Given text |
####
Aug. 3, 2020
Moore School Ph.D. candidate Sanghoon Cho said he has experienced the importance of operations efficiency firsthand as a member of the Republic of Korea Air Force, which influenced his decision to focus his degree in production and operations management.
For the air force, the doctoral student managed materials for fighter jets in Seoul, South Korea, and observed the “various inefficiencies” in his squadron’s supply chain management.
“Reducing the inefficiencies derived from such processes has been one of my central concerns for a while,” Cho said. “After much contemplation, I became determined to devote my research career to advancing management science.”
Deciding to attend the Moore School because of its reputation, Cho said that he chose the Moore School’s management science program because he wanted to participate in collaborative research with faculty members. He also had a friend, who graduated from the Moore School with his Ph.D. in 2019, who highly recommended Cho enroll in the “collegial” program.
“Professors [at the Moore School] take care of our Ph.D. students very well, and students have a good relationship with each other,” Cho said.
Well into the coursework of the Ph.D. program, Cho is entering his fifth year of researching various aspects of demand estimation for hotel rooms. With the growing popularity of online hotel price comparison tools, price transparency promises and personal property rental options, Cho said that hotels are looking for more innovative practices to differentiate their products and services.
Cho became interested in demand estimation and revenue management from his interactions with two Moore School professors: Mark Ferguson and Pelin Pekgün.
“During a doctoral seminar run by Professor Ferguson, I read one of his papers about demand estimation,” Cho said. “This paper strongly motivated me to work on problems in revenue management. In addition, I have had the wonderful opportunity to work with real hotel transaction data thanks to Professor Pekgün.”
Cho also interned at Machine Learning Research Group in Oracle Labs in summer 2019 where he gained more exposure to the demand problems that hotels face.
Utilizing this motivation and experience, Cho is working to develop a new statistical method for hotels to understand their potential guests’ preferences and estimate their decision-making process. This method will enable hoteliers to estimate the choice probabilities of the potential customers and derive their price sensitivities of each hotel room using booking history data.
####
Task set |
[1] Reproduce the part of the profile of Sanghoon Cho from "Utilizing this motivation" up to and including "booking history data.".
[2] According to the profile of Sanghoon Cho, which two Moore School professors got him interested in demand estimation and revenue management?
The records that come after the profile of Sanghoon Cho are separate material with no connection to it.
####
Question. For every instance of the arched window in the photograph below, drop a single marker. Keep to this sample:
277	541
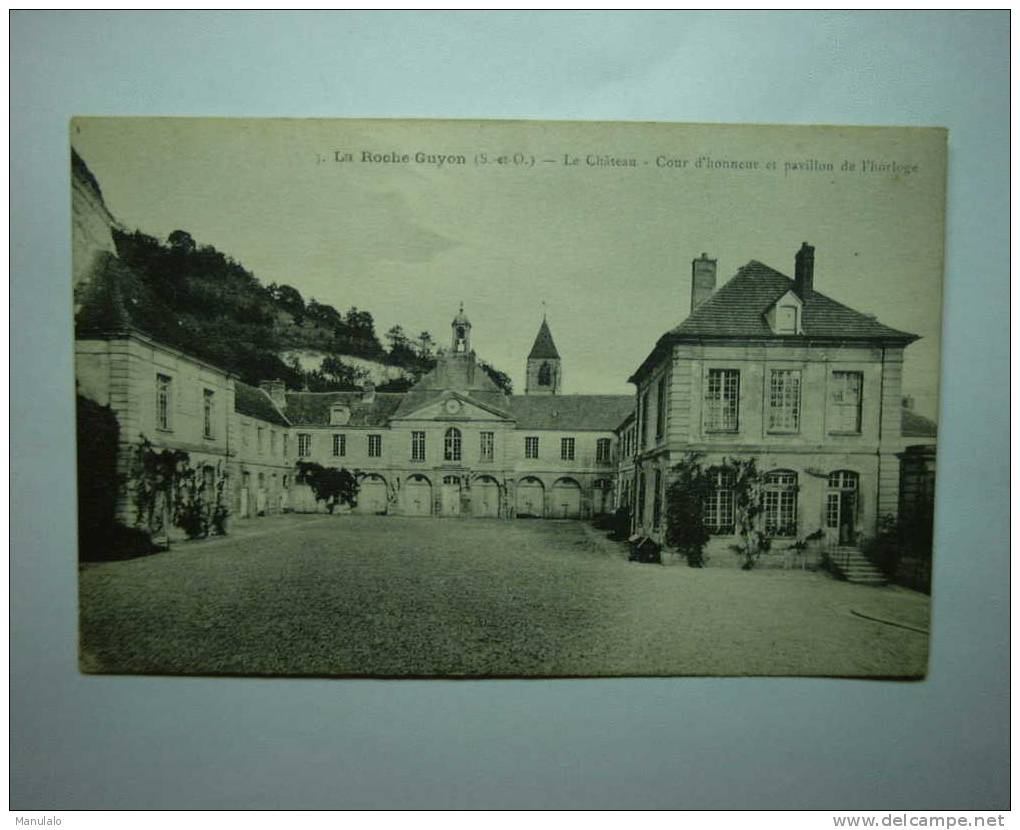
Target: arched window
780	503
452	445
718	514
843	503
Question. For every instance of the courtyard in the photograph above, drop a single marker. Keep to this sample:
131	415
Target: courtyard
404	597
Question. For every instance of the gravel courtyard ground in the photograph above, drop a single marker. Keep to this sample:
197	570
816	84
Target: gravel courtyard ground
391	595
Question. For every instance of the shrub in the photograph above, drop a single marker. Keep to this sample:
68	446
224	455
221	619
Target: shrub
98	480
645	550
329	484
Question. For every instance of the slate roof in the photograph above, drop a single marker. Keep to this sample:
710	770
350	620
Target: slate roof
736	311
312	408
601	412
255	403
544	348
917	426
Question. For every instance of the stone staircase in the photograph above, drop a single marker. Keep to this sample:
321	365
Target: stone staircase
852	565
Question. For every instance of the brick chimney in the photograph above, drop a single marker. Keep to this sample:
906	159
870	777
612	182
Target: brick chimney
276	390
702	280
804	271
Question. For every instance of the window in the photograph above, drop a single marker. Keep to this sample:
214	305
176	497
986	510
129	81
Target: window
645	415
451	445
660	418
164	401
339	415
418	446
845	402
784	401
843	479
721	400
780	503
208	414
566	449
718	515
657	501
488	447
785	320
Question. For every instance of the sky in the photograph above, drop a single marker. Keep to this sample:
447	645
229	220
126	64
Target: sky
603	250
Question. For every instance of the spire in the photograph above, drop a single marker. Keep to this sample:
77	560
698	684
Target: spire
461	326
544	347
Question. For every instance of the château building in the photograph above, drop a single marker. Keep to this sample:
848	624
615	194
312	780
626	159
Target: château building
453	445
771	369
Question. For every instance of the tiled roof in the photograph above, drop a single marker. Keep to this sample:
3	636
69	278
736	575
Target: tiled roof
603	412
544	348
416	399
737	310
917	426
255	403
312	408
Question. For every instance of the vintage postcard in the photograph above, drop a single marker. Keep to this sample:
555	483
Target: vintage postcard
505	399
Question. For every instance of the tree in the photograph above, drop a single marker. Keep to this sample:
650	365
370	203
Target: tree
685	499
425	344
396	338
290	300
501	379
343	377
182	241
329	484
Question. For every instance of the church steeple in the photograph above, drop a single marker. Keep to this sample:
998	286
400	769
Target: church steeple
545	370
461	326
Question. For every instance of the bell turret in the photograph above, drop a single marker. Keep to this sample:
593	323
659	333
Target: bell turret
461	326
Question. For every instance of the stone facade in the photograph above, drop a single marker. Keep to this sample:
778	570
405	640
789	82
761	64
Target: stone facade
768	369
455	445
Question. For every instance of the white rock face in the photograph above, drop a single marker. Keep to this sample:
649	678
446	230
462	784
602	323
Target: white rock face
92	226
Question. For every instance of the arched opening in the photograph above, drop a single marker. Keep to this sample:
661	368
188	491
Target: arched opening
843	504
530	500
486	498
452	443
601	496
417	496
566	499
779	509
372	495
450	494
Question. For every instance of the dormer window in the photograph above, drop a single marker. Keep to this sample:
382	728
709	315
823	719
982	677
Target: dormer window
339	415
785	320
785	315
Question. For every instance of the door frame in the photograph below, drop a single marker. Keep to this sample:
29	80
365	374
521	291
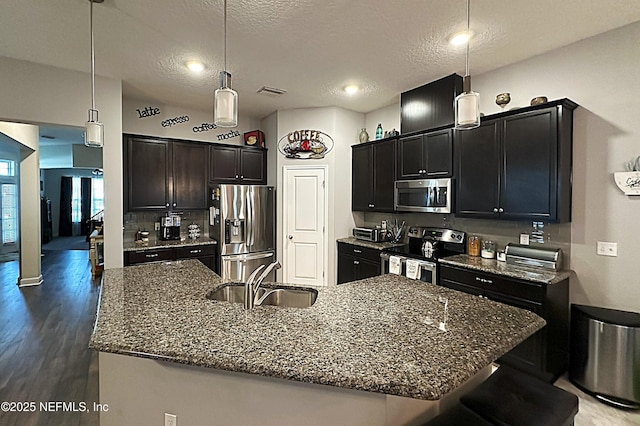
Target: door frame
325	223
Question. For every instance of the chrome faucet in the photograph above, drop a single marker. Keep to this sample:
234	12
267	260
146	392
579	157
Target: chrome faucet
251	288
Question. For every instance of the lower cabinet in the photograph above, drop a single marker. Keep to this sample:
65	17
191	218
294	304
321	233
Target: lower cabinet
546	353
204	253
356	262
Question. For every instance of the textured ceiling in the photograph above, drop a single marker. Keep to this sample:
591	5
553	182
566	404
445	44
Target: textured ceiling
310	48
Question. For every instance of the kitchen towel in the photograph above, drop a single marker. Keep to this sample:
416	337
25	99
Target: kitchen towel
413	269
395	265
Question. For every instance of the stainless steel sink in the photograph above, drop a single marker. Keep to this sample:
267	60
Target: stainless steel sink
280	296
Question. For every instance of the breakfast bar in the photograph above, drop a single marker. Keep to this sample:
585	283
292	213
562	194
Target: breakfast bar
366	352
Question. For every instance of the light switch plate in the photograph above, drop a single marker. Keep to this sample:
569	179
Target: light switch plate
606	248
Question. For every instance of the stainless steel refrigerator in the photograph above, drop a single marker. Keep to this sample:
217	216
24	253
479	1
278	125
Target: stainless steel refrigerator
242	220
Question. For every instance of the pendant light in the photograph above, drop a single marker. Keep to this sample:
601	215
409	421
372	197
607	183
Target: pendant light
467	104
225	101
93	129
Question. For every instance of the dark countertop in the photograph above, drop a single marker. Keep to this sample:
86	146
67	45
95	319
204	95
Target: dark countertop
379	334
155	243
492	266
369	244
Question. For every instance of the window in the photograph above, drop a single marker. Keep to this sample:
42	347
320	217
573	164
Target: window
97	198
9	213
7	168
97	195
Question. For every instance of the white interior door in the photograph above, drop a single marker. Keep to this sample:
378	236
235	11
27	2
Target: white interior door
304	225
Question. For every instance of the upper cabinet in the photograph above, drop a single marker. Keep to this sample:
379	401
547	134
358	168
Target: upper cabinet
373	175
161	174
426	156
233	164
517	165
429	106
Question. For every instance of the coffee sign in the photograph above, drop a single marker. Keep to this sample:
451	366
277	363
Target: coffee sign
305	144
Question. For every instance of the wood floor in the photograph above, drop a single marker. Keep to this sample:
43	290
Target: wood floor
44	333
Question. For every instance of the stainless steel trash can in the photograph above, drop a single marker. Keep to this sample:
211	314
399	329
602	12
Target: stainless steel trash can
605	354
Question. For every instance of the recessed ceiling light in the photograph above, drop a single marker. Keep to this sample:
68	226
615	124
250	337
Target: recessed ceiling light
460	39
195	66
351	89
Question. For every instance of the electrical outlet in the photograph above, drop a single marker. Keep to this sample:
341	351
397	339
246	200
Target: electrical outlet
607	249
170	419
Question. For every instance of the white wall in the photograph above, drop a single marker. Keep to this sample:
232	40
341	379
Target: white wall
29	195
33	93
601	75
161	125
343	126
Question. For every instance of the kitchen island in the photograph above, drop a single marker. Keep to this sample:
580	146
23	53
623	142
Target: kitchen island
367	352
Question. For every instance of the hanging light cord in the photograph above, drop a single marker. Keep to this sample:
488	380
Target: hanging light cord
225	35
468	38
93	65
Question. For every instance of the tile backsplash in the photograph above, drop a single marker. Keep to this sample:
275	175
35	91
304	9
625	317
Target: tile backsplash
541	234
145	221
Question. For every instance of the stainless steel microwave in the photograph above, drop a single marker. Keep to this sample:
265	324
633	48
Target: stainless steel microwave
423	195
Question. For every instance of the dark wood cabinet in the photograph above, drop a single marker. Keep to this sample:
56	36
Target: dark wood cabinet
373	176
517	165
163	174
205	253
429	106
356	262
426	156
189	172
545	353
234	164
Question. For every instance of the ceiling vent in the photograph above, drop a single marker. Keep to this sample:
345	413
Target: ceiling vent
271	91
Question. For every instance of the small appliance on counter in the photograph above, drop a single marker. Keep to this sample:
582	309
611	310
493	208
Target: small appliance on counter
374	235
419	258
535	257
170	227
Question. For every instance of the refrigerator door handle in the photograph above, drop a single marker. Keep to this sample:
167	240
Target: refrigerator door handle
241	257
250	214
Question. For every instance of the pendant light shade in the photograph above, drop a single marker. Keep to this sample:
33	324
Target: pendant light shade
####
Per-task answers |
[1]
Utilizing this motivation and experience, Cho is working to develop a new statistical method for hotels to understand their potential guests’ preferences and estimate their decision-making process. This method will enable hoteliers to estimate the choice probabilities of the potential customers and derive their price sensitivities of each hotel room using booking history data.

[2] Mark Ferguson and Pelin Pekgün.